### EXCERPTED PASSAGE
* * *

This is my time management tool. There are “fun” things and “lazy” things and “project” type things and “chore” things all mixed up. Using a random number method (I used to draw from a deck of playing cards – now I use a 12-sided dice) I count down from the last thing I spent time doing and do whatever is next, giving each day a (hopefully) fair mix of “fun” and “work.” I roll the dice for things like eating and sleeping too – whatever comes up on the list at bedtime I trade for “sleep,” same for mealtimes. I roll the dice and count down the list to what’s next – say, reading – and instead of reading I eat dinner. Yes, this does mean sometimes I miss meals in favor of doing something on the list, and sometimes I stay up late to do something on the list. Those are cons.
But the pros far outweigh them. For one thing, I’m always steadily making progress on my goals – writing stories, working on my blog, watching through TV shows on Netflix, and reading good books. I don’t feel bad when I take “me time” because it’s all structured. And I never feel “bored” or like I have nothing to do.

* * *

### MATERIAL PROVIDED
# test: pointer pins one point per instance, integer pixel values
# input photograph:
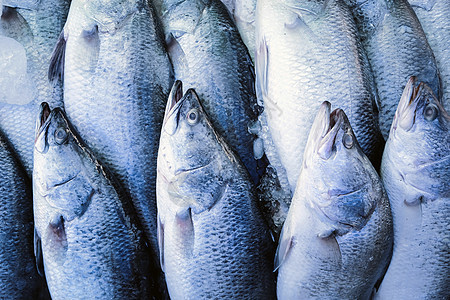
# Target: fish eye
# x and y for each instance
(348, 140)
(430, 112)
(60, 135)
(192, 116)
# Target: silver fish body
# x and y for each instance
(208, 55)
(337, 238)
(397, 48)
(245, 18)
(18, 275)
(214, 243)
(37, 31)
(434, 18)
(416, 174)
(117, 76)
(86, 231)
(308, 52)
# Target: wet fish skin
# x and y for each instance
(397, 48)
(37, 30)
(308, 52)
(433, 16)
(337, 238)
(91, 244)
(214, 243)
(18, 275)
(244, 16)
(208, 55)
(117, 76)
(415, 171)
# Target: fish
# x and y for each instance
(26, 4)
(35, 31)
(433, 16)
(416, 173)
(337, 239)
(309, 52)
(213, 240)
(208, 55)
(117, 76)
(88, 238)
(245, 18)
(19, 278)
(230, 5)
(397, 48)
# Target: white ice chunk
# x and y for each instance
(258, 148)
(16, 86)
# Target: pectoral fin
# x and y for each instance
(160, 230)
(56, 68)
(38, 253)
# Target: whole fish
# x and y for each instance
(117, 77)
(416, 174)
(18, 275)
(244, 16)
(86, 232)
(308, 52)
(213, 241)
(397, 48)
(27, 4)
(208, 55)
(434, 18)
(337, 239)
(37, 31)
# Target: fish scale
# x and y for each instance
(116, 83)
(213, 241)
(397, 49)
(38, 32)
(307, 53)
(337, 238)
(89, 239)
(433, 16)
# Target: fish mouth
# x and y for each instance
(43, 119)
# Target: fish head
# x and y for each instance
(347, 187)
(59, 172)
(192, 157)
(420, 139)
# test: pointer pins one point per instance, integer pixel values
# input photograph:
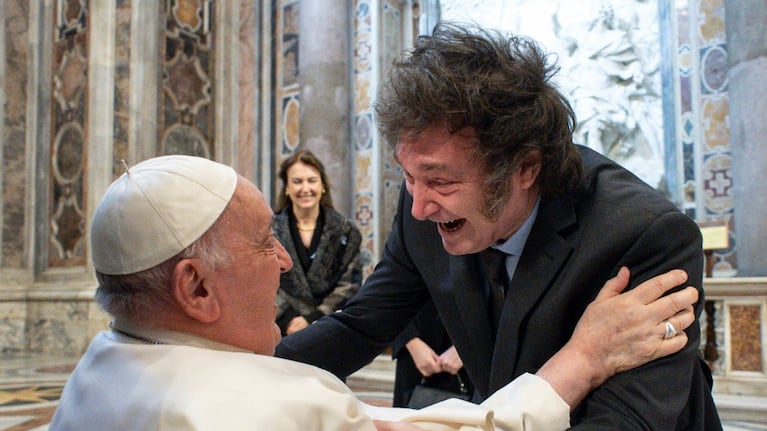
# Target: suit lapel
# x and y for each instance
(544, 255)
(473, 335)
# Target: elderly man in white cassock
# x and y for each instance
(189, 268)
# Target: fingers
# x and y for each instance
(669, 305)
(655, 287)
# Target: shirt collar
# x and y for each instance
(516, 242)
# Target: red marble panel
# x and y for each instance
(745, 337)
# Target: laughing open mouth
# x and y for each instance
(453, 225)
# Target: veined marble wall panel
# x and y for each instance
(396, 35)
(13, 153)
(62, 327)
(186, 111)
(286, 92)
(745, 329)
(122, 120)
(12, 326)
(68, 147)
(247, 90)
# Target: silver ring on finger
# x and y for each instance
(670, 330)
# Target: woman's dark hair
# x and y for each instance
(308, 158)
(497, 84)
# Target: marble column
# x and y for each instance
(747, 50)
(325, 91)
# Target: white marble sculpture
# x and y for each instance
(609, 54)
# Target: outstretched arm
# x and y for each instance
(618, 332)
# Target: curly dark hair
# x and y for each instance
(500, 85)
(308, 158)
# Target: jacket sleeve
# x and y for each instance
(655, 395)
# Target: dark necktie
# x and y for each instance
(498, 281)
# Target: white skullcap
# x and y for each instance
(156, 210)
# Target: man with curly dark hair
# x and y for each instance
(485, 141)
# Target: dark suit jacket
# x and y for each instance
(577, 242)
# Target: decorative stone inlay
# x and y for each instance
(717, 180)
(745, 337)
(714, 69)
(187, 84)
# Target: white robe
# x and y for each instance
(124, 384)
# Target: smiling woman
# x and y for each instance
(324, 246)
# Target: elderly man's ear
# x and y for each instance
(191, 293)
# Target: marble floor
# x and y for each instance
(30, 386)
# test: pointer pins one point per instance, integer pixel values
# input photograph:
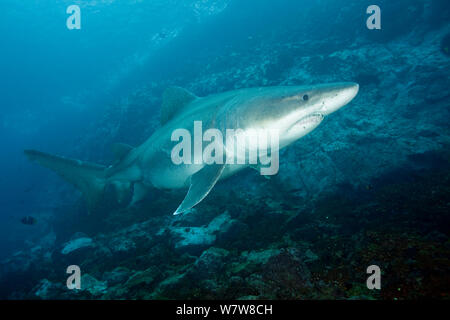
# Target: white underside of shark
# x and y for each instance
(293, 111)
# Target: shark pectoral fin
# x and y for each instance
(201, 184)
(120, 150)
(174, 100)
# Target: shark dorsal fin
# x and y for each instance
(120, 150)
(174, 100)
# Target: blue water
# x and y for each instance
(57, 86)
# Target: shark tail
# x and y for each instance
(88, 177)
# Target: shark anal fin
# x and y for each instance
(174, 100)
(201, 184)
(89, 178)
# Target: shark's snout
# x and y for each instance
(339, 96)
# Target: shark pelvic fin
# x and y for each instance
(201, 184)
(89, 178)
(174, 100)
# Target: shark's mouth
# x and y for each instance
(307, 123)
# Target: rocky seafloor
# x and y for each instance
(370, 186)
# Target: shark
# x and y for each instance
(294, 111)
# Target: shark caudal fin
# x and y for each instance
(89, 178)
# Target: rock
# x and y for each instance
(195, 239)
(48, 290)
(210, 263)
(145, 277)
(310, 256)
(92, 285)
(116, 276)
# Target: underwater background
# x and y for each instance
(370, 186)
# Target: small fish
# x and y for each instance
(28, 220)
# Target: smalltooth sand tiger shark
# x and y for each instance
(293, 111)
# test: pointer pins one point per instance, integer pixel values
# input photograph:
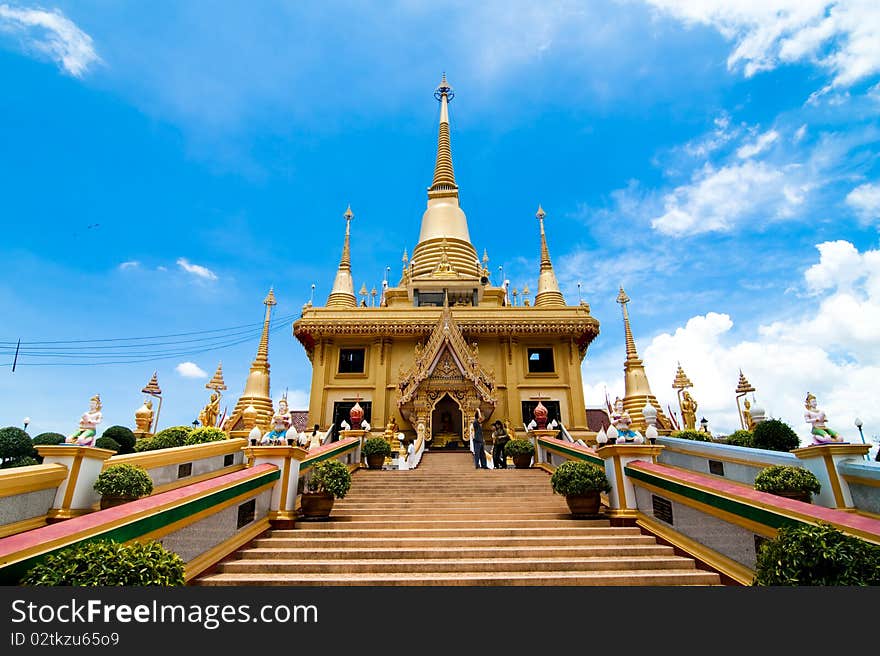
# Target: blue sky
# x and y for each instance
(163, 164)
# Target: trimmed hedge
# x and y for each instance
(106, 563)
(167, 438)
(775, 435)
(817, 555)
(690, 434)
(14, 444)
(205, 434)
(123, 436)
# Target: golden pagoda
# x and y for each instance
(256, 389)
(637, 390)
(445, 340)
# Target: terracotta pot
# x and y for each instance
(584, 505)
(317, 504)
(112, 502)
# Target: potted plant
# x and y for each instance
(329, 480)
(521, 451)
(122, 483)
(787, 481)
(375, 450)
(581, 484)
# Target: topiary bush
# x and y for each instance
(817, 555)
(23, 461)
(123, 436)
(167, 438)
(109, 443)
(124, 480)
(690, 434)
(106, 563)
(50, 439)
(14, 444)
(577, 477)
(775, 435)
(376, 446)
(519, 447)
(741, 438)
(330, 476)
(205, 434)
(785, 479)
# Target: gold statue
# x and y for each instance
(688, 410)
(143, 417)
(208, 415)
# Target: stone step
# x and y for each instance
(453, 565)
(595, 578)
(448, 543)
(622, 551)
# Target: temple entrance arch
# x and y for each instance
(447, 424)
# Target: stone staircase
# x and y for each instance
(447, 524)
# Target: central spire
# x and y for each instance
(444, 175)
(444, 218)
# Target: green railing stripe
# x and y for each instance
(747, 511)
(10, 574)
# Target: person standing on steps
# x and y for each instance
(479, 444)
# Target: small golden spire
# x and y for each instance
(444, 176)
(548, 294)
(216, 383)
(342, 293)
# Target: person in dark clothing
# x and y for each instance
(479, 444)
(500, 439)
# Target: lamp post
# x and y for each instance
(861, 434)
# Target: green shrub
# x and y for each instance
(376, 446)
(23, 461)
(691, 434)
(167, 438)
(576, 477)
(330, 476)
(51, 439)
(741, 438)
(123, 436)
(817, 555)
(14, 444)
(787, 479)
(205, 434)
(775, 435)
(105, 563)
(109, 443)
(519, 447)
(124, 480)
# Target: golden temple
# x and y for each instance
(445, 340)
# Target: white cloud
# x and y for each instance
(719, 199)
(865, 200)
(832, 349)
(762, 143)
(52, 34)
(196, 269)
(842, 37)
(190, 370)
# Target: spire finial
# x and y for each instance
(548, 287)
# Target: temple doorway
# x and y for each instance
(446, 425)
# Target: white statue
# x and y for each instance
(822, 434)
(88, 424)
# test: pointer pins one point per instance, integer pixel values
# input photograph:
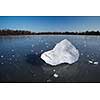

* * *

### WORK INSTRUCTION 1
Condense the paragraph of the time management excerpt that begins "This is my time management tool" into a short bulleted list that keeps its main facts.
### WORK INSTRUCTION 2
Carry on the time management excerpt from its last sentence.

### EXPECTED ANSWER 1
- The tool is a list that mixes "fun," "lazy," "project," and "chore" items.
- A random number, once drawn from a deck of playing cards and now rolled on a 12-sided die, sets how far to count down the list from the last activity.
- Whatever item that lands on is done next, aiming for a fair daily mix of fun and work.
- At bedtime or mealtimes, the item that comes up is traded for sleep or a meal.
- The drawbacks are that meals are sometimes missed and nights sometimes run late to do list items.

### EXPECTED ANSWER 2
The biggest downside really is when I have to break the system for something like the holidays. Around Christmas, for instance, there’s too much to do to stay on the list system. So I have to go commando for a few days before I re-randomize the order of the list and start again. It’s usually fine. But having this ritual of looking at the list and counting throughout the day helps keep me calm and focused. Sometimes to my detriment – it can really annoy my husband when I get bent on doing something because “it’s on the list” when he wants me doing something else. I try to be flexible and “trade” tasks for whatever he wants to do or if I need to go in to work or something like that. But it can be annoying. I understand. BECAUSE IT’S FREAKING BIZARRE. But this is my life.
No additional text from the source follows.